## 주어진 글
========

====== Gradient Descent ======
====== explanation ======
점차하강 = 조금씩 깍아서 원하는 기울기 (미분값) 찾기
prerequisite:
[[estimated_standard_deviation#실험적_수학적_이해|표준편차 추론에서 평균을 사용하는 이유: 실험적_수학적_이해]]
[[:deriviation of a and b in a simple regression]]
위의 문서는 a, b에 대한 값을 미분법을 이용해서 직접 구하였다. 컴퓨터로는 이렇게 하기가 쉽지 않다. 그렇다면 이 값을 반복계산을 이용해서 추출하는 방법은 없을까? gradient descent
우선 위의 문서에서 (두번째) 최소값이 되는 SS값을 찾는다고 설명했는데, 이는 MS값으로 대체해서 생각해도 된다.
\begin{eqnarray*}
\text{MS} & = & \frac {\text{SS}}{n}
\end{eqnarray*}
\begin{eqnarray*}
\text{for a (constant)} \\
\\
\dfrac{\text{d}}{\text{dv}} \text{MSE (Mean Square Error)} & = & \dfrac{\text{d}}{\text{dv}} \frac {\sum{(Y_i - (a + bX_i))^2}} {N} \\
& = & \sum \dfrac{\text{d}}{\text{dv}} \frac{{(Y_i - (a + bX_i))^2}} {N} \\
& = & \sum{2 \frac{1}{N} (Y_i - (a + bX_i))} * (-1) \;\;\;\; \\
& \because & \dfrac{\text{d}}{\text{dv for a}} (Y_i - (a+bX_i)) = -1 \\
& = & -2 \frac{\sum{(Y_i - (a + bX_i))}}{N} \\
& = & -2 * \text{mean of residuals} \\
\end{eqnarray*}
아래 R code에서 gradient function을 참조.
\begin{eqnarray*}
\text{for b, (coefficient)} \\
\\
\dfrac{\text{d}}{\text{dv}} \frac{\sum{(Y_i - (a + bX_i))^2}}{N} & = & \sum \dfrac{\text{d}}{\text{dv}} \frac{{(Y_i - (a + bX_i))^2}} {N} \\
& = & \sum{2 \frac{1}{N} (Y_i - (a + bX_i))} * (-X_i) \;\;\;\; \\
& \because & \dfrac{\text{d}}{\text{dv for b}} (Y_i - (a+bX_i)) = -X_i \\
& = & -2 X_i \frac{\sum{(Y_i - (a + bX_i))}}{N} \\
& = & -2 * X_i * \text{mean of residuals} \\
\\
\end{eqnarray*}
(미분을 이해한다는 것을 전제로) 위의 식은 b값이 변할 때 msr (mean square residual) 값이 어떻게 변하는가를 알려주는 것이다. 그리고 그것은 b값에 대한 residual의 총합에 (-2/N)*X값을 곱한 값이다.
====== R code ======
# d statquest explanation
# x <- c(0.5, 2.3, 2.9)

========

## 제시된 줄
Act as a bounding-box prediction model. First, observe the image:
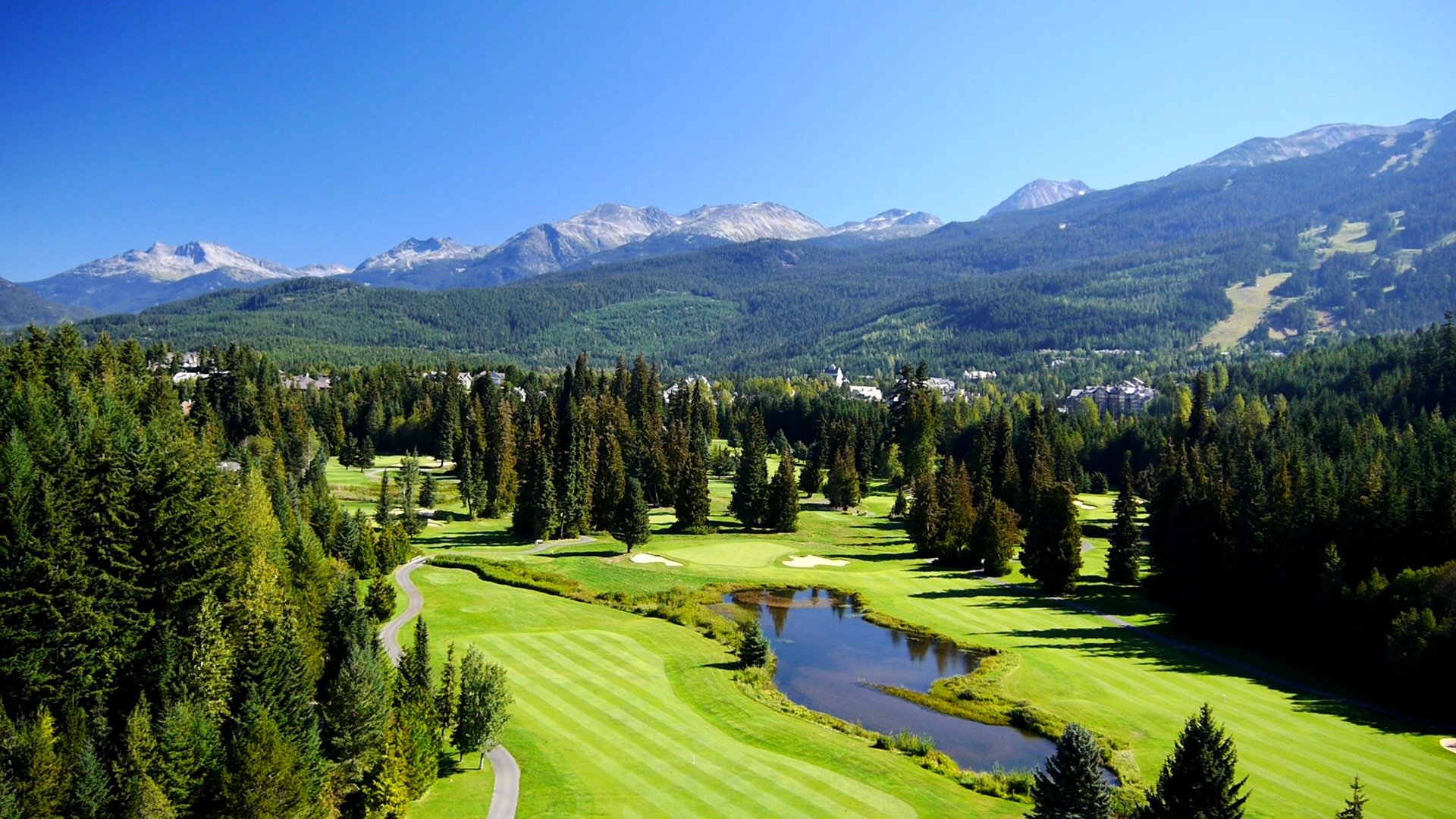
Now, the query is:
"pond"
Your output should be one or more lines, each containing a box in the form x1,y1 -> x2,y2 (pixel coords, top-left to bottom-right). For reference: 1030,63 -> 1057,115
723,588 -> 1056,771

========

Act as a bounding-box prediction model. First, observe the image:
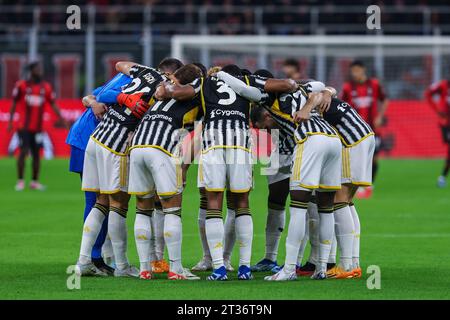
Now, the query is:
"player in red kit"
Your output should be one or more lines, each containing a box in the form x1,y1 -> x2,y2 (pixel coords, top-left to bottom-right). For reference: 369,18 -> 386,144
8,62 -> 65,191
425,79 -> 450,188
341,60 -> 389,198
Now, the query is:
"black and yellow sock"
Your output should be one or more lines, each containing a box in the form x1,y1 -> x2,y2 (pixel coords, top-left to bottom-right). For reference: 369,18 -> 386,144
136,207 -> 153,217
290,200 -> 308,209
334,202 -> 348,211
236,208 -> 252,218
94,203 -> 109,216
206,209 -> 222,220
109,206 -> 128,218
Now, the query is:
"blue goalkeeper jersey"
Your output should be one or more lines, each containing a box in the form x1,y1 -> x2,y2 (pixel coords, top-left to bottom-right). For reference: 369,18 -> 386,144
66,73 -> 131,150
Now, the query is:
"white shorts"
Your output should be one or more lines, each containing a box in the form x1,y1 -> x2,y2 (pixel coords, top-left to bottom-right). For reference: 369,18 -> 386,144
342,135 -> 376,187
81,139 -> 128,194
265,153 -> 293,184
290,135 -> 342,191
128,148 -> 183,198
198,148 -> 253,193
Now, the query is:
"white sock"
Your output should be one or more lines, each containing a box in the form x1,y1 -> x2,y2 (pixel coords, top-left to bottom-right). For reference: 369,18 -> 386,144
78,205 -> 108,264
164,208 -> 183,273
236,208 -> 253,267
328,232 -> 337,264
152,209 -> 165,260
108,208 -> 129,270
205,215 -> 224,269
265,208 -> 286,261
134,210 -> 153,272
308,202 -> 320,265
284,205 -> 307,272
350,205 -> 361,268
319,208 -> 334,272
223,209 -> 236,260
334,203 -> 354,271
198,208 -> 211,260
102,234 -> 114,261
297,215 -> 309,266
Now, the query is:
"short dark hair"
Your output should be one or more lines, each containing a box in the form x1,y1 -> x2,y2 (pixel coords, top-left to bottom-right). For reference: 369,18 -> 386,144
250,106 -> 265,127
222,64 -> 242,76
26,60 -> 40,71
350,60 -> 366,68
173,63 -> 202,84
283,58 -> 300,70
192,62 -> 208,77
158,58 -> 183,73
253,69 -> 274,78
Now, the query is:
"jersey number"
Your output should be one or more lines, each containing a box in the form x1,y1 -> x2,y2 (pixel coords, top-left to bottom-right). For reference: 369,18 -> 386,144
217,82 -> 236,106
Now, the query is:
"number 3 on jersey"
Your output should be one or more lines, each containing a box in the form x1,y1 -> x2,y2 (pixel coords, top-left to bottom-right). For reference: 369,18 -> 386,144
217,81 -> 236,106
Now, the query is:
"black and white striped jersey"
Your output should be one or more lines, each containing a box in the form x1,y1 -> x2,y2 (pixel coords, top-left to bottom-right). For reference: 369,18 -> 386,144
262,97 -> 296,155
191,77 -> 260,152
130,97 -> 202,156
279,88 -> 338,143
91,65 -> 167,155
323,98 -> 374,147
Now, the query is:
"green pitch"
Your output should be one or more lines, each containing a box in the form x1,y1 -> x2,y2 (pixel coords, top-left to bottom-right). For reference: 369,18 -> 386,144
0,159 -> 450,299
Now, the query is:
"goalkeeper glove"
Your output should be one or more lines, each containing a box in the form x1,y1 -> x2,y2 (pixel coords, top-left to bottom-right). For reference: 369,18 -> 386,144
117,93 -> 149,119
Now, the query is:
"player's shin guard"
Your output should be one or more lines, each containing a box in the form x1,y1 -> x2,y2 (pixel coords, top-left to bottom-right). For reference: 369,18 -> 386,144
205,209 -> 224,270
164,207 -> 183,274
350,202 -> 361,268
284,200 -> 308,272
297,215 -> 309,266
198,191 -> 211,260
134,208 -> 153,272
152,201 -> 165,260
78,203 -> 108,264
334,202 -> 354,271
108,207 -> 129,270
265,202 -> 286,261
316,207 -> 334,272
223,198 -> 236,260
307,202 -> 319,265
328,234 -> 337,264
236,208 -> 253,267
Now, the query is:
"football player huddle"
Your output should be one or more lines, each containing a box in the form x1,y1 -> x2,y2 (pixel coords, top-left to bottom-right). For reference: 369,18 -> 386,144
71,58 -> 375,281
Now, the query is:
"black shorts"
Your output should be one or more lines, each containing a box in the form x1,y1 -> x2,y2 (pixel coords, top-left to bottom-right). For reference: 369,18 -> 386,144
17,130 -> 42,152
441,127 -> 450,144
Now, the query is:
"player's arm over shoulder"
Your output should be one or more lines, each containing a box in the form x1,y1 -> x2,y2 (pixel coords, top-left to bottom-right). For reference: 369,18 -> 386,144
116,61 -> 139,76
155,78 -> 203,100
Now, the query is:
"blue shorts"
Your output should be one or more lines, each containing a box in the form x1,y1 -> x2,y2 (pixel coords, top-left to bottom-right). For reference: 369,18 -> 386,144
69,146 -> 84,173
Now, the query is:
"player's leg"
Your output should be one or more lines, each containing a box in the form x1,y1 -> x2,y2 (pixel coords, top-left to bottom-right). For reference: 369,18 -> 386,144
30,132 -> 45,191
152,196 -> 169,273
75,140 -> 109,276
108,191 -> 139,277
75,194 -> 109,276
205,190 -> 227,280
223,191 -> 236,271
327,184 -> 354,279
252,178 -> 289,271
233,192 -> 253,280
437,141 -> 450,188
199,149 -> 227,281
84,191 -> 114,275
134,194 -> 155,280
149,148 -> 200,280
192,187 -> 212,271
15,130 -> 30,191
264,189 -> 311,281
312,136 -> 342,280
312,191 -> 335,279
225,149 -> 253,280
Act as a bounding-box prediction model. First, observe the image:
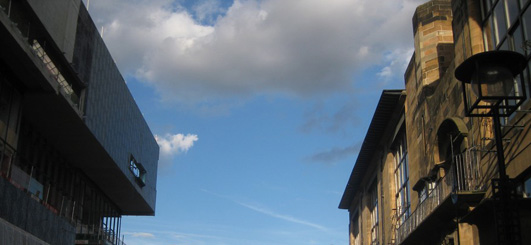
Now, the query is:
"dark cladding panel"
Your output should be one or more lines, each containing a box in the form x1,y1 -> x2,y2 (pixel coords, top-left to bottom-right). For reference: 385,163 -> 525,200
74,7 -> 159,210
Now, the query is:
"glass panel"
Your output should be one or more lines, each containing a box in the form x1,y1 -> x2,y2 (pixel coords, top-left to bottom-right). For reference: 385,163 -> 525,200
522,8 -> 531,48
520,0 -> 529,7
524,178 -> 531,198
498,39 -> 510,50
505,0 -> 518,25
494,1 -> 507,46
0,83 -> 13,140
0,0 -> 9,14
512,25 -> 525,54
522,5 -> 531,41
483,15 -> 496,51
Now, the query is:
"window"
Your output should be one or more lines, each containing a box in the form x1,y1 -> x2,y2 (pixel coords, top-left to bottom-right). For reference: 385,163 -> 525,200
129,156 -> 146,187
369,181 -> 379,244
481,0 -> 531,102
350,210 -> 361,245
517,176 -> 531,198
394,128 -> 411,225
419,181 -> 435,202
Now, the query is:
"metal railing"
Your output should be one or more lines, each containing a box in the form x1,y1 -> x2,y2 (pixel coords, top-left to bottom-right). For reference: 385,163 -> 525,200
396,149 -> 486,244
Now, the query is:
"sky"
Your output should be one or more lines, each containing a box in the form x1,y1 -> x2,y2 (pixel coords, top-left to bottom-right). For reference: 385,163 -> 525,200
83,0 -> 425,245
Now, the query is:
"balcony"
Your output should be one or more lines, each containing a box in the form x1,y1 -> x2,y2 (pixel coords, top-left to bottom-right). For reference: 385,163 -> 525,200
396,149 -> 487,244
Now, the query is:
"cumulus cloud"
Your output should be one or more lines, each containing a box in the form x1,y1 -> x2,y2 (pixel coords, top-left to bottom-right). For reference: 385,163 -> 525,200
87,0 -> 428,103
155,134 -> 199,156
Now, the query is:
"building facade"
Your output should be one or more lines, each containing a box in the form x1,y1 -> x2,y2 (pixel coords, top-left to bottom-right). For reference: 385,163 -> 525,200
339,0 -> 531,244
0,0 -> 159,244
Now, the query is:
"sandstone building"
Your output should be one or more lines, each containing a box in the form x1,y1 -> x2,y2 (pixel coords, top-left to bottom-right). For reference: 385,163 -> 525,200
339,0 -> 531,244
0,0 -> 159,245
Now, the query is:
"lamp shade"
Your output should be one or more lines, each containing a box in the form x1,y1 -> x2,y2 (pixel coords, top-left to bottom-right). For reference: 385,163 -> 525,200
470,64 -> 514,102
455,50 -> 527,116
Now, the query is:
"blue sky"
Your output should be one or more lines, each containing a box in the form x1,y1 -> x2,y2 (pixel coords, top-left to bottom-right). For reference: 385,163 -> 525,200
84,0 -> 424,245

========

## 연습 문제
1 - Gradient Descent 글에서 ====== 표시로 둘러싸인 제목을 빠짐없이 적으세요.
2 - Gradient Descent 글이 끝난 마지막 줄 다음부터 이어서 작성하세요.

## 정답 모음
1 - Gradient Descent, explanation, R code

2 -
# y <- c(1.4, 1.9, 3.2)
rm(list=ls())
# set.seed(191)
n <- 300
x <- rnorm(n, 5, 1.2)
y <- 2.14 * x + rnorm(n, 0, 4)
# data <- data.frame(x, y)
data <- tibble(x = x, y = y)
mo <- lm(y~x)
summary(mo)
# set.seed(191)
# Initialize random betas
b1 = rnorm(1)
b0 = rnorm(1)
b1.init <- b1
b0.init <- b0
# Predict function:
predict <- function(x, b0, b1){
return (b0 + b1 * x)
}
# And loss function is:
residuals <- function(predictions, y) {
return(y - predictions)
}
loss_mse <- function(predictions, y){
residuals = y - predictions
return(mean(residuals ^ 2))
}
predictions <- predict(x, b0, b1)
residuals <- residuals(predictions, y)
loss = loss_mse(predictions, y)
data <- tibble(data.frame(x, y, predictions, residuals))
print(paste0("Loss is: ", round(loss)))
gradient <- function(x, y, predictions){
dinputs = y - predictions
db1 = -2 * mean(x * dinputs)
db0 = -2 * mean(dinputs)
return(list("db1" = db1, "db0" = db0))
}
gradients <- gradient(x, y, predictions)
print(gradients)
# Train the model with scaled features
x_scaled <- (x - mean(x)) / sd(x)
learning_rate = 1e-1
# Record Loss for each epoch:
# logs = list()
# bs=list()
b0s = c()
b1s = c()
mse = c()
nlen <- 80
for (epoch in 1:nlen){
# Predict all y values:
predictions = predict(x_scaled, b0, b1)
loss = loss_mse(predictions, y)
mse = append(mse, loss)
# logs = append(logs, loss)
if (epoch %% 10 == 0){
print(paste0("Epoch: ",epoch, ", Loss: ", round(loss, 5)))
}
gradients <- gradient(x_scaled, y, predictions)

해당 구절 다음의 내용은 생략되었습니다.